Exercise material:
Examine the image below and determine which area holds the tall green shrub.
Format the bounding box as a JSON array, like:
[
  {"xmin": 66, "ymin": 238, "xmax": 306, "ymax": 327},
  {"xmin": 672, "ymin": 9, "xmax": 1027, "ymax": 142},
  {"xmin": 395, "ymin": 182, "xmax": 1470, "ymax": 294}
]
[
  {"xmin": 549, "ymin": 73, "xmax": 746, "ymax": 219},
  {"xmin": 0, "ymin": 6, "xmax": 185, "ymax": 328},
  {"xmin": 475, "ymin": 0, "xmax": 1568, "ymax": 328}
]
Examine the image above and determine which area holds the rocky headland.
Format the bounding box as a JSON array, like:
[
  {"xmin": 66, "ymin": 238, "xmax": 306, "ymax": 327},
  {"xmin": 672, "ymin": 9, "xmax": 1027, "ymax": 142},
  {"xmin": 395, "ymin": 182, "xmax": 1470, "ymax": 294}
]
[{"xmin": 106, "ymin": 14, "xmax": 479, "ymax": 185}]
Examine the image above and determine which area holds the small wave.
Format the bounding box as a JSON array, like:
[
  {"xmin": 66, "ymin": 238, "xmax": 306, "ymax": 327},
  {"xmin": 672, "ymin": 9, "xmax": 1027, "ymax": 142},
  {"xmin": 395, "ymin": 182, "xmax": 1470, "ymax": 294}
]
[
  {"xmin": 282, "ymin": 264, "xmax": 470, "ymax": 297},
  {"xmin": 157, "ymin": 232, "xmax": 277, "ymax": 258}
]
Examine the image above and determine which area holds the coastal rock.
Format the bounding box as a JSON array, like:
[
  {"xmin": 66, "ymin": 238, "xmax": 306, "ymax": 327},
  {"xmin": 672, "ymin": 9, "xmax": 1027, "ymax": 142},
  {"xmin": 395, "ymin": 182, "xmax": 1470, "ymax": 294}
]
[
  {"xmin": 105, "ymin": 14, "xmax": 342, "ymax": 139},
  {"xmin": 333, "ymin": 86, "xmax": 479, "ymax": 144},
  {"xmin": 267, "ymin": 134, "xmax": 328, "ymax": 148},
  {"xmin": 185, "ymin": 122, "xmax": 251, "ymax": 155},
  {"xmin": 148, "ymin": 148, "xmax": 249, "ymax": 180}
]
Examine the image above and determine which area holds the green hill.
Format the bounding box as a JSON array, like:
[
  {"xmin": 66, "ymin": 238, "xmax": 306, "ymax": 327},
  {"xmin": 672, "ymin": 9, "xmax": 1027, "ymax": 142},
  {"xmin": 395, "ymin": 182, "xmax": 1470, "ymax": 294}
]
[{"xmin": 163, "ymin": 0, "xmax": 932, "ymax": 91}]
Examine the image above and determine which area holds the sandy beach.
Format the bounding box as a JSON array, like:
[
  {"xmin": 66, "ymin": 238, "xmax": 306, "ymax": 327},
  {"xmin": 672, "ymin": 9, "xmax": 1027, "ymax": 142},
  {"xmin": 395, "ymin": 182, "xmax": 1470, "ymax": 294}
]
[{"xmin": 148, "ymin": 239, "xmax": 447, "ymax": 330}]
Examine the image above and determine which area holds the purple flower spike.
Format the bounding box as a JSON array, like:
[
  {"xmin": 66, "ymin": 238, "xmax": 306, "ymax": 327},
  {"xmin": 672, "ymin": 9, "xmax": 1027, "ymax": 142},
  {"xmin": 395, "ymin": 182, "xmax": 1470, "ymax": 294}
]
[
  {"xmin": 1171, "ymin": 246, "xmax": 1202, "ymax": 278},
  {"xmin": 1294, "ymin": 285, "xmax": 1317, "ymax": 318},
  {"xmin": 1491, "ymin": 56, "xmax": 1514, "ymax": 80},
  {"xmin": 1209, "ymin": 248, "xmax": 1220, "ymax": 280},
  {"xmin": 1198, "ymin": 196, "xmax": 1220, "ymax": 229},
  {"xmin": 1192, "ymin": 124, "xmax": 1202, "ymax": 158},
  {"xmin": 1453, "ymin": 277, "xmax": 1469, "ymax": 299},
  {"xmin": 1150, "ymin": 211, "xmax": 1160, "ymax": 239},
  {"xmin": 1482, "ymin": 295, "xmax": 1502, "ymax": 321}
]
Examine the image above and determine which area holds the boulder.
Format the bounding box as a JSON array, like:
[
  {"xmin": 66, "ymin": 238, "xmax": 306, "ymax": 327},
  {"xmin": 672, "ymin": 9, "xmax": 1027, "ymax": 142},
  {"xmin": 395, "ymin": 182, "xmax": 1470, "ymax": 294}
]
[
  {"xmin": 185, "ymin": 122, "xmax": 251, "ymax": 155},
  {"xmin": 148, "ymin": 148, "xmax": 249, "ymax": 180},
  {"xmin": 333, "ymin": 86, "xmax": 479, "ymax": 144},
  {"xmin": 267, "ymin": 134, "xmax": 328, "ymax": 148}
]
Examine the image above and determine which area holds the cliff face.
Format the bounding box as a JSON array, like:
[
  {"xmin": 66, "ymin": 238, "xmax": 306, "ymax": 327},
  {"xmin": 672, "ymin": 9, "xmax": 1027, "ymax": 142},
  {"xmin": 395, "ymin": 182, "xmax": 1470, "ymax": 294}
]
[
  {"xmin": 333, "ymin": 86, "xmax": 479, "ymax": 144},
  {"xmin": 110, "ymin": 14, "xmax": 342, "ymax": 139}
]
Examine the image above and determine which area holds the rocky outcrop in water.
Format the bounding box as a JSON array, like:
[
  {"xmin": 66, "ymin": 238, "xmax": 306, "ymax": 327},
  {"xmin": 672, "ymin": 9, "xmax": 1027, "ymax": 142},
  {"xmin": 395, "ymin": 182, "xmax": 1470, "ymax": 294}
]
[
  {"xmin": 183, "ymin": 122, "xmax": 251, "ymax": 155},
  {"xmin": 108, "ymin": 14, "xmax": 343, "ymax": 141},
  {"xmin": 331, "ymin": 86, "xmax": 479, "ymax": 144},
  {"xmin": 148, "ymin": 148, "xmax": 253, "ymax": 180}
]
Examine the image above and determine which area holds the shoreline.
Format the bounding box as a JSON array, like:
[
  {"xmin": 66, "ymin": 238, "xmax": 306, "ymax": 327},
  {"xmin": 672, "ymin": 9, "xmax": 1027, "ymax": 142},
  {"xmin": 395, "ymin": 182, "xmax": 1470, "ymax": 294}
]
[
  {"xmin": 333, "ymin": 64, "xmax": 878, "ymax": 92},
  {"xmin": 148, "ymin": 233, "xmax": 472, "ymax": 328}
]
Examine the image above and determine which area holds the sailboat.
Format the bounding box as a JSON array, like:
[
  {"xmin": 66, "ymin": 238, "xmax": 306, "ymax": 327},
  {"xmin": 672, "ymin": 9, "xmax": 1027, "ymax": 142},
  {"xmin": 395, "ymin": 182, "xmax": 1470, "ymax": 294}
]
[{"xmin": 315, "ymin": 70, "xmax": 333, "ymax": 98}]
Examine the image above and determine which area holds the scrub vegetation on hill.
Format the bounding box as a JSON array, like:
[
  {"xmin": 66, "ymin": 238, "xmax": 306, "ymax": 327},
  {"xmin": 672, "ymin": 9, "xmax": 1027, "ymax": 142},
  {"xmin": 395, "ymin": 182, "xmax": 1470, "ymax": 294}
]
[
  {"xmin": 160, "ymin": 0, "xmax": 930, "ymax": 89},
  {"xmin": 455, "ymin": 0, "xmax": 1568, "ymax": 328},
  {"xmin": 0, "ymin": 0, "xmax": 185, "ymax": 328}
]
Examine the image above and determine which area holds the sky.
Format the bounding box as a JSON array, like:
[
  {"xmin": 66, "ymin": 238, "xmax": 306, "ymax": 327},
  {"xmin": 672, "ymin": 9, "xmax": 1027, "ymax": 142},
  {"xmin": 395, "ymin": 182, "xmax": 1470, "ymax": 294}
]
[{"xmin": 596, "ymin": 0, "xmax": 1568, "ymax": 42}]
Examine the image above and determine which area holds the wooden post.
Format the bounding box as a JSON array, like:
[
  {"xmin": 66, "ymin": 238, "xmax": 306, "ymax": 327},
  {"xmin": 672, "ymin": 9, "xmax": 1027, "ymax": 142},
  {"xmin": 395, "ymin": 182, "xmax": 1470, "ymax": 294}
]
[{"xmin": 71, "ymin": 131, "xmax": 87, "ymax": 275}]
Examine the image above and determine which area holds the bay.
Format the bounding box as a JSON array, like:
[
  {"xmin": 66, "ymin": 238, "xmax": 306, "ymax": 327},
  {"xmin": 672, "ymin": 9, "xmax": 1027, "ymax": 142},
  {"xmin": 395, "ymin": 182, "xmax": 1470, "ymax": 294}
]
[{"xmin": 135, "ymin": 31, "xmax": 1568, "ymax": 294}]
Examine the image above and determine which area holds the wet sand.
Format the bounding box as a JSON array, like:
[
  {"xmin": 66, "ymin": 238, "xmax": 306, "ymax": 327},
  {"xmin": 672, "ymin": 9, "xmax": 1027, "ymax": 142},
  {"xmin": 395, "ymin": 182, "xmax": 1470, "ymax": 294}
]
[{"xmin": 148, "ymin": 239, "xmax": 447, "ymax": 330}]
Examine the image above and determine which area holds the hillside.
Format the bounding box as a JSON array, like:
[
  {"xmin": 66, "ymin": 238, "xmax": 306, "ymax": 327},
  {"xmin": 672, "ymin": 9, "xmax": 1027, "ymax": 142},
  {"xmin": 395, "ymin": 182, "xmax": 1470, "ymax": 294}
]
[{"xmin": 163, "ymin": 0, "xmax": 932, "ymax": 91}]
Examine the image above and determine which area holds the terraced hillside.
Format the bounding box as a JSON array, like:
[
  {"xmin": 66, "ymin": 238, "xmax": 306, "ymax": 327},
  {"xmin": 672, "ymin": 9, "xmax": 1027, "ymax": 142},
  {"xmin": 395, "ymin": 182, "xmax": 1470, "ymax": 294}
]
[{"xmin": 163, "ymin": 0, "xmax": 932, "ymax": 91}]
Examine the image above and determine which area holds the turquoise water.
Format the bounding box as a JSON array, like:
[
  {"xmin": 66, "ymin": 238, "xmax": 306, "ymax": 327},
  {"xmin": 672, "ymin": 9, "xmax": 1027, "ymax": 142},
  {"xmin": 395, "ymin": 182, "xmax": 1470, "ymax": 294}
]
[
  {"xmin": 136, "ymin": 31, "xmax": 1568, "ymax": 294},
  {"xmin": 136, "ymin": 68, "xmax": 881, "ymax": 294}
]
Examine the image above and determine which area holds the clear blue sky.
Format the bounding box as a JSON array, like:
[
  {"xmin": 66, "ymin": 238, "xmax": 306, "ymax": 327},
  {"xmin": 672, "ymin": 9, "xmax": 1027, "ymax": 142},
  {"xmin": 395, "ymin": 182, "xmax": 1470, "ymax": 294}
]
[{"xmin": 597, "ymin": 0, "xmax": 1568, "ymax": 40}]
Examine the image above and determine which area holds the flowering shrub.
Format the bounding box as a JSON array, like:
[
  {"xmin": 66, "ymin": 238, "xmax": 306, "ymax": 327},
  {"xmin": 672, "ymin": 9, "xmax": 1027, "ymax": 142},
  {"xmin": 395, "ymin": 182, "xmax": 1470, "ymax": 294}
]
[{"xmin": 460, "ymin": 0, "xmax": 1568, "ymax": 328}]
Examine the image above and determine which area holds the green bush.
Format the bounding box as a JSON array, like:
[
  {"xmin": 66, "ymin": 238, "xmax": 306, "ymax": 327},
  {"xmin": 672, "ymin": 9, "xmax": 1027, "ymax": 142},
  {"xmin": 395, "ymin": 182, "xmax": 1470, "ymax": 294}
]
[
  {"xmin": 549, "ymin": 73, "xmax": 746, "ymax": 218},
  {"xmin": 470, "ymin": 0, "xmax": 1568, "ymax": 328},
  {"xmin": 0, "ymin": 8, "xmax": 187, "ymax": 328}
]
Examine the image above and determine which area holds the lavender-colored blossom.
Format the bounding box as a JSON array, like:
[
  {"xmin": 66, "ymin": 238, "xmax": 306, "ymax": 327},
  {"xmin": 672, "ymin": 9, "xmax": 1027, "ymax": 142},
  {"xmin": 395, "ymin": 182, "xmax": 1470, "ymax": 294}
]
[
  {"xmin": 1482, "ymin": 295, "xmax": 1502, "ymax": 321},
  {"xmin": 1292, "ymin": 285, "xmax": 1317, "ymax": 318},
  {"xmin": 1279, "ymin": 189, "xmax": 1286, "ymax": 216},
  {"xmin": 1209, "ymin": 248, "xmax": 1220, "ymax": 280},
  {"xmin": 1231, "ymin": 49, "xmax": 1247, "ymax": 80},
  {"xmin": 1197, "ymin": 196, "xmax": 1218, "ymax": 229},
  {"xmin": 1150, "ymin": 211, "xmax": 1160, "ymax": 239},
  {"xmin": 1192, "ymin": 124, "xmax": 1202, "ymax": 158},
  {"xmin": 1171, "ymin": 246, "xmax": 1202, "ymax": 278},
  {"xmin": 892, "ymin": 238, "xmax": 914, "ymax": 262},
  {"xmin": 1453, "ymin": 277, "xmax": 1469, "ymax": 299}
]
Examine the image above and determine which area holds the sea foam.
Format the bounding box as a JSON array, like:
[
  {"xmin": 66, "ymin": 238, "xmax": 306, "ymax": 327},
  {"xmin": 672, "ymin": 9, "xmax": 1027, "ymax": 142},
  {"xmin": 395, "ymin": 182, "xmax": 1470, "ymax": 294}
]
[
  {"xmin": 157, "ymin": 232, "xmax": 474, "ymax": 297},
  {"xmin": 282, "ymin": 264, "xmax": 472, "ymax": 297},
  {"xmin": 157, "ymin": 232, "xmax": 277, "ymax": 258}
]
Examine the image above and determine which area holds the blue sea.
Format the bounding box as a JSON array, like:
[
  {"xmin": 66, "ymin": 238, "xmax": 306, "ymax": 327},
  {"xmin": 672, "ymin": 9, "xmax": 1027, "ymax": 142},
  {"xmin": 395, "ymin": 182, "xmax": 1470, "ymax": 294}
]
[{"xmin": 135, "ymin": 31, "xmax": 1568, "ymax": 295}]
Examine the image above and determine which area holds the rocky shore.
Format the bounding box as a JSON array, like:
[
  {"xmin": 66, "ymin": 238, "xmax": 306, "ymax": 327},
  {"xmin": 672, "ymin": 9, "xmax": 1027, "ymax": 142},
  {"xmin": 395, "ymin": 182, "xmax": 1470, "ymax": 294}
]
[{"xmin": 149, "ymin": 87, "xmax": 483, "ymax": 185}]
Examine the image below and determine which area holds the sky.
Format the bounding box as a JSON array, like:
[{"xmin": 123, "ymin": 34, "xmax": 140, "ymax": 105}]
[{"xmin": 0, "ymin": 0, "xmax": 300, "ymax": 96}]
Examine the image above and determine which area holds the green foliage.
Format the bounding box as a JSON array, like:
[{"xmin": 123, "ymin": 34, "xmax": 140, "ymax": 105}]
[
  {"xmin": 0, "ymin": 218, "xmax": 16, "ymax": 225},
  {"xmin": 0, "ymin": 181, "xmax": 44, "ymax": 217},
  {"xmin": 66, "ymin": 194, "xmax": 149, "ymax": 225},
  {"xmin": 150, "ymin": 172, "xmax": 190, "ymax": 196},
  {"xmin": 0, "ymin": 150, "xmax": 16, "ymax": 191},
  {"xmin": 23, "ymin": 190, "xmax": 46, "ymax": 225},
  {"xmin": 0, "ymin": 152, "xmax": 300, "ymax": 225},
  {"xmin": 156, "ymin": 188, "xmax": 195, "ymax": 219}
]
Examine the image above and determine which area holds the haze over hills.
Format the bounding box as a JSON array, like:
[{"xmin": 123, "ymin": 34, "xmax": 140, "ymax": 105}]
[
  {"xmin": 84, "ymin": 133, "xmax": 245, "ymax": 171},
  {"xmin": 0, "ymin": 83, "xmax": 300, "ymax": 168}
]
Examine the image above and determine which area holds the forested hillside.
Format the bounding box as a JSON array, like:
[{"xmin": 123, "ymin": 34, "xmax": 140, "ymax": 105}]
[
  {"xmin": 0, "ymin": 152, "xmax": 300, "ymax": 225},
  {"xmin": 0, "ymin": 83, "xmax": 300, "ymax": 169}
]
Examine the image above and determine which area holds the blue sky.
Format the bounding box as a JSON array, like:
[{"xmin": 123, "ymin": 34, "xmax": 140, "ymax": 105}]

Exercise requirements: Express the stretch from the line containing "the blue sky." through the end of the material as a JSON list of strings, one per line, leaving out blank lines.

Solution to the exercise:
[
  "Examine the image above and determine which area holds the blue sky.",
  "Format the bounding box as a JSON array, like:",
  "[{\"xmin\": 123, \"ymin\": 34, \"xmax\": 140, \"ymax\": 105}]"
]